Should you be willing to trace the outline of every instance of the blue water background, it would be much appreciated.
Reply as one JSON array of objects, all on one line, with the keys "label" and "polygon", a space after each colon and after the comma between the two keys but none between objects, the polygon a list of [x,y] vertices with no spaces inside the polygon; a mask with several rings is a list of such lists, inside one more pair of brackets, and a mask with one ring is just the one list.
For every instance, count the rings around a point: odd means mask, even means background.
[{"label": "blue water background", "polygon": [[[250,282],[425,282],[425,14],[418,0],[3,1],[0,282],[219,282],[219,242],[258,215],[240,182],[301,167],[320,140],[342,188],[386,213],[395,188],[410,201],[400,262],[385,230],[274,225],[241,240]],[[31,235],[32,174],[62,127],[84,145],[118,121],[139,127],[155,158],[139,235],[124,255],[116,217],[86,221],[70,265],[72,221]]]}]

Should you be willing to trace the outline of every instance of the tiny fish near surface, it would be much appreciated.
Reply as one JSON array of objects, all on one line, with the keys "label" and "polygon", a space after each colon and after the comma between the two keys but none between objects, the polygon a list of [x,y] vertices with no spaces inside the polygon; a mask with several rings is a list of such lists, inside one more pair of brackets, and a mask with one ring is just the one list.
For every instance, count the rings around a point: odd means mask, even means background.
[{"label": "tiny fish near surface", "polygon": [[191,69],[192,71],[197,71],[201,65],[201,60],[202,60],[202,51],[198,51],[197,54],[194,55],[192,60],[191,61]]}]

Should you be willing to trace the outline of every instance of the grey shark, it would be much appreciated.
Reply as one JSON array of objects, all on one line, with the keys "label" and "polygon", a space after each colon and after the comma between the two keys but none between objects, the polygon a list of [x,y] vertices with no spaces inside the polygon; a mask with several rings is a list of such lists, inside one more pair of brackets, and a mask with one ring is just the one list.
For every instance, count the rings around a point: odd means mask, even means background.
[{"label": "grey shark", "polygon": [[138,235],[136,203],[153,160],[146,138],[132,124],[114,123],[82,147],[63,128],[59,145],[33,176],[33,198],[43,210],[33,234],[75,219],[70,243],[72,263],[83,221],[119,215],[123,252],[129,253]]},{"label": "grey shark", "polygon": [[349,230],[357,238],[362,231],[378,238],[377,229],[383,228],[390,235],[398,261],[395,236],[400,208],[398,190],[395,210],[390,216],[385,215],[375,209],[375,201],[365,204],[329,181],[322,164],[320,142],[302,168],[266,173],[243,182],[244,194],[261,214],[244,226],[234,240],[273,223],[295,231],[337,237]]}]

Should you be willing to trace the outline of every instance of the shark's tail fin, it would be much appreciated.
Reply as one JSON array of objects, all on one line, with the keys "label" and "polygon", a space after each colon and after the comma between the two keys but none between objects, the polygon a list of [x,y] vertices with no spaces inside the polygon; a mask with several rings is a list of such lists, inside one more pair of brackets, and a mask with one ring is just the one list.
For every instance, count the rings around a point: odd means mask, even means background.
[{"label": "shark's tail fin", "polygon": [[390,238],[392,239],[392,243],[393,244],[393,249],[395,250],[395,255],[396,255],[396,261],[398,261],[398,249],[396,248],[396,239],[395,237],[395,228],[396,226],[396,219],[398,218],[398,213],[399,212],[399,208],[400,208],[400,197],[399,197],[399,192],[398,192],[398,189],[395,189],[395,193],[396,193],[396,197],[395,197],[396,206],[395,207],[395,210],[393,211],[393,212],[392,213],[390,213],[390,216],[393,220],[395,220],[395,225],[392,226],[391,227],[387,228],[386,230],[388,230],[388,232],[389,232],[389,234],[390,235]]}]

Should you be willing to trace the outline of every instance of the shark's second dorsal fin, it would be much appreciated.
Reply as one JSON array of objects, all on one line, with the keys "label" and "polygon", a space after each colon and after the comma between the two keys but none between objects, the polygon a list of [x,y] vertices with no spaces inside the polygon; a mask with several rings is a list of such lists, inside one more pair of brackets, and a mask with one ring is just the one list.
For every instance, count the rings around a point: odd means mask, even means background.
----------
**What you will do**
Your task is to transcribe the material exactly.

**Full response**
Should you be willing to trace the outline of every instance of the blue water background, it would be much appreciated.
Reply as one JSON array of objects, all on one line, with the keys "label" and "polygon", a space after each colon and after the comma between the two keys but none between objects, the polygon a list of [x,y] vertices with no spaces inside the polygon; a mask with several rings is a list of such lists, inside one more pair of brackets, and a mask with one ring is just the one list.
For every instance, count the rings around a point: odd means mask, even means background.
[{"label": "blue water background", "polygon": [[[250,282],[425,282],[425,14],[418,0],[3,1],[0,282],[219,282],[219,242],[258,215],[240,182],[301,167],[320,140],[342,188],[386,213],[395,188],[410,201],[400,262],[385,230],[274,225],[241,240]],[[31,235],[32,174],[62,127],[84,145],[118,121],[139,127],[155,158],[139,235],[124,255],[116,217],[86,221],[70,265],[72,221]]]}]

Should you be willing to trace the outline of every instance of the tiny fish near surface, it would be much appreciated.
Reply as one JSON array of objects, all on one line, with the keys "label" and "polygon", a space after each colon and after the comma between the two keys but none between objects, the polygon a list of [x,y] vertices with no spaces inside the polygon; a mask with several rings is a list of such lists, inside one more pair of brackets, and a mask with one ring is just the one list.
For every instance, count the rings around a point: odd means mask, even means background.
[{"label": "tiny fish near surface", "polygon": [[191,69],[192,71],[197,71],[201,65],[201,60],[202,60],[202,51],[198,51],[197,54],[194,55],[192,60],[191,61]]}]

Should you be willing to trace the outline of every instance of the grey shark, it would be much appreciated.
Reply as one JSON array of objects, all on one line, with the keys "label" and "polygon", a space after each colon and after the comma between the two keys but none between objects, the polygon a list of [x,y] vertices with no spaces inside the polygon; a mask with several rings is a list of such lists, inside one more pair of brackets, and a mask with one ring is just the one list.
For every instance, count the rings around a point: odd means mask, even means background.
[{"label": "grey shark", "polygon": [[138,235],[136,203],[153,160],[146,138],[132,124],[114,123],[82,147],[63,128],[59,145],[33,176],[33,198],[43,210],[33,234],[75,219],[70,243],[72,263],[83,221],[119,215],[123,252],[129,253]]},{"label": "grey shark", "polygon": [[349,230],[357,238],[362,231],[378,238],[377,229],[383,228],[390,235],[398,261],[395,236],[400,208],[398,190],[395,210],[390,216],[385,215],[375,209],[375,201],[365,204],[329,181],[322,164],[320,142],[302,168],[266,173],[243,182],[244,194],[261,214],[244,226],[234,240],[273,223],[295,231],[337,237]]}]

Should you be willing to trace the outline of every instance of the shark's tail fin, it would be much appreciated.
Reply as one JSON array of objects, all on one line, with the keys "label" and "polygon", a space after each colon and after the comma between the two keys but none between objects, the polygon a list of [x,y] vertices with no spaces inside the polygon; a mask with several rings is a list of such lists, inside one more pair of brackets, and a mask with one ring is just the one list.
For every instance, count the rings around a point: odd means mask, even means background.
[{"label": "shark's tail fin", "polygon": [[390,238],[392,239],[392,243],[393,244],[393,249],[395,250],[395,255],[396,255],[396,261],[398,261],[398,249],[396,248],[396,239],[395,237],[395,228],[396,226],[396,219],[398,218],[398,213],[399,212],[399,208],[400,208],[400,197],[399,197],[399,192],[398,192],[398,189],[395,189],[395,193],[396,193],[396,197],[395,197],[396,206],[395,207],[395,210],[393,211],[393,212],[392,213],[390,213],[390,216],[393,220],[395,220],[395,225],[392,226],[391,227],[387,228],[386,230],[388,230],[388,232],[389,232],[389,234],[390,235]]}]

Should you be willing to trace the outline of every instance of the shark's second dorsal fin, it would be much appreciated.
Reply as one JSON array of objects, all on one line, with the keys "label" and "polygon", a space after each colon and after the comma between the two keys but none between objects, the polygon a list of [x,y] vertices with no spaces inside the polygon; a mask with several rings is a list of such lists, inside one more pair of brackets, and a mask with one ring is just the one list.
For every instance, count the rings around a point: odd means mask, even means background.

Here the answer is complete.